Document source:
■ ■ ■

Récits et théories : un état des lieux
L’ampleur du réchauffement climatique et l’évidence de notre inaction ont donné à Bruno Latour l’idée de lancer un appel aux artistes. Il invite ces derniers à construire de nouveaux récits sur la catastrophe qui viendraient se substituer aux rapports du GIEC. Cet article a été le point de départ d’une conversation exigeante mais enrichissante entre l’écrivain Tristan Garcia et le philosophe Lucien Vinciguerra, portant sur les relations entre science et fiction.
« Faire surgir un monde »
Lucien Vinciguerra a tenu à le rappeler en introduction : « L’objet de la science, c’est la réalité. L’objet du récit fictionnel, ce sont des mondes imaginaires. » À l’ère du complotisme et des fausses nouvelles, on serait bien imprudent de confondre les deux. Ceci étant posé, il est peut-être possible d’édifier des passerelles entre le récit et la théorie.
Dans La Peau de chagrin, Honoré de Balzac dresse un éloge du paléontologue Georges Cuvier, qualifié de poète car capable de reconstituer un animal entier à partir d’un bout d’os. « Balzac aussi est capable de faire surgir un monde, avance Vinciguerra. Le roman pour Balzac est comme l’os pour Cuvier. » Les ouvrages de biologie et les romans auraient ceci en commun d’être « des parallélépipèdes rectangles qui ouvrent sur un monde », qu’il soit réel ou imagé.
C’est devenu un lieu commun, mais tout savant élabore aussi ses théories à l’aide de constructions. « Cette possibilité permet de dégager des opérations qu’on retrouve dans la science comme dans le roman », poursuit le philosophe. La narration, par exemple. Le scientifique invente lui aussi une voix pour s’adresser au lecteur. On peut ajouter l’intertextualité : « La science tire son matériau des textes du passé, et un roman s’appuie sur des fragments de romans qui l’ont précédé. »

■ ■ ■

Données fournies:

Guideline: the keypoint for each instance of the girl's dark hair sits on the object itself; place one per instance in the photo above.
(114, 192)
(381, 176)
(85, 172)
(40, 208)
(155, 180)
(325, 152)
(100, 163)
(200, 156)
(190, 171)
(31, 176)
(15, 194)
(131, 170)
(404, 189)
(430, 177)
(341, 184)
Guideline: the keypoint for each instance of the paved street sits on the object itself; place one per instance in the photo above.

■ ■ ■

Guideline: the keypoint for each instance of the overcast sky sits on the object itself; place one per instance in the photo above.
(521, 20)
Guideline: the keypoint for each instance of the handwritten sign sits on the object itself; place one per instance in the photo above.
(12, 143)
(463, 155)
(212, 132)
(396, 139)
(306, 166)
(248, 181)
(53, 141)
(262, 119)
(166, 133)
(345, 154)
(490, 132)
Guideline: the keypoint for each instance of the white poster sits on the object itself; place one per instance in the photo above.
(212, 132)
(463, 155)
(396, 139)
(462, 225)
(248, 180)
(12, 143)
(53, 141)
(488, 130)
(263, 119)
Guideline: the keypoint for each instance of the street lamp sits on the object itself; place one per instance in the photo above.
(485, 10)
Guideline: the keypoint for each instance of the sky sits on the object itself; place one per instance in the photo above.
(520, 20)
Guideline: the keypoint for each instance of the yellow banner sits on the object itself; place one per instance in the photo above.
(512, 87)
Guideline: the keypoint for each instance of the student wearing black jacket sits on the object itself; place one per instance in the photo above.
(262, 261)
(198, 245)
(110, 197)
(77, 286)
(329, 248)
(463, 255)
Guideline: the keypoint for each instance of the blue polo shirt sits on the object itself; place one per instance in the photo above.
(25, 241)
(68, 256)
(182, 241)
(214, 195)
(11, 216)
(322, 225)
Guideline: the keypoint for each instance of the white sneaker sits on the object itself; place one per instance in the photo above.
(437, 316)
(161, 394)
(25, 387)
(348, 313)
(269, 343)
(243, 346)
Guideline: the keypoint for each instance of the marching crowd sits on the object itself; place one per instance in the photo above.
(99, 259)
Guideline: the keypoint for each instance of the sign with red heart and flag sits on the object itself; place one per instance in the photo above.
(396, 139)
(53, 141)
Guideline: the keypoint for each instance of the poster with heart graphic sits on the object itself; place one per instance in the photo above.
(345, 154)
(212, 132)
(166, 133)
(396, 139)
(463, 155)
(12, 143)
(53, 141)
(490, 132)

■ ■ ■

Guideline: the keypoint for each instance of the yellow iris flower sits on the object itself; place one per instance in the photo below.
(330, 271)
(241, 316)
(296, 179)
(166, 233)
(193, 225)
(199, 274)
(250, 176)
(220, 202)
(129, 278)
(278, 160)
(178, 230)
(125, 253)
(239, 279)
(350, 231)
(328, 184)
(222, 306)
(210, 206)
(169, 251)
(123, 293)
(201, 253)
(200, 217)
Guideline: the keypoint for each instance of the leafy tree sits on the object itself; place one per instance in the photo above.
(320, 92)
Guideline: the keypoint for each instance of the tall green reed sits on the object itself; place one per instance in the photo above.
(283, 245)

■ ■ ■

Liste des tâches:
(1) Donnez le nom de toutes les personnes citées dans le document source.
(2) Recopiez le passage du document source qui commence par « Lucien Vinciguerra a » et va jusqu'à « et la théorie. ».
(3) Traduisez en anglais cette phrase du document source : « Le scientifique invente lui aussi une voix pour s’adresser au lecteur. »
Appuyez-vous uniquement sur le document source.

Réponses fournies:
(1)
- Bruno Latour
- Tristan Garcia
- Lucien Vinciguerra
- Honoré de Balzac
- Georges Cuvier

(2)
Lucien Vinciguerra a tenu à le rappeler en introduction : « L’objet de la science, c’est la réalité. L’objet du récit fictionnel, ce sont des mondes imaginaires. » À l’ère du complotisme et des fausses nouvelles, on serait bien imprudent de confondre les deux. Ceci étant posé, il est peut-être possible d’édifier des passerelles entre le récit et la théorie.

(3) The scientist also invents a voice to address the reader.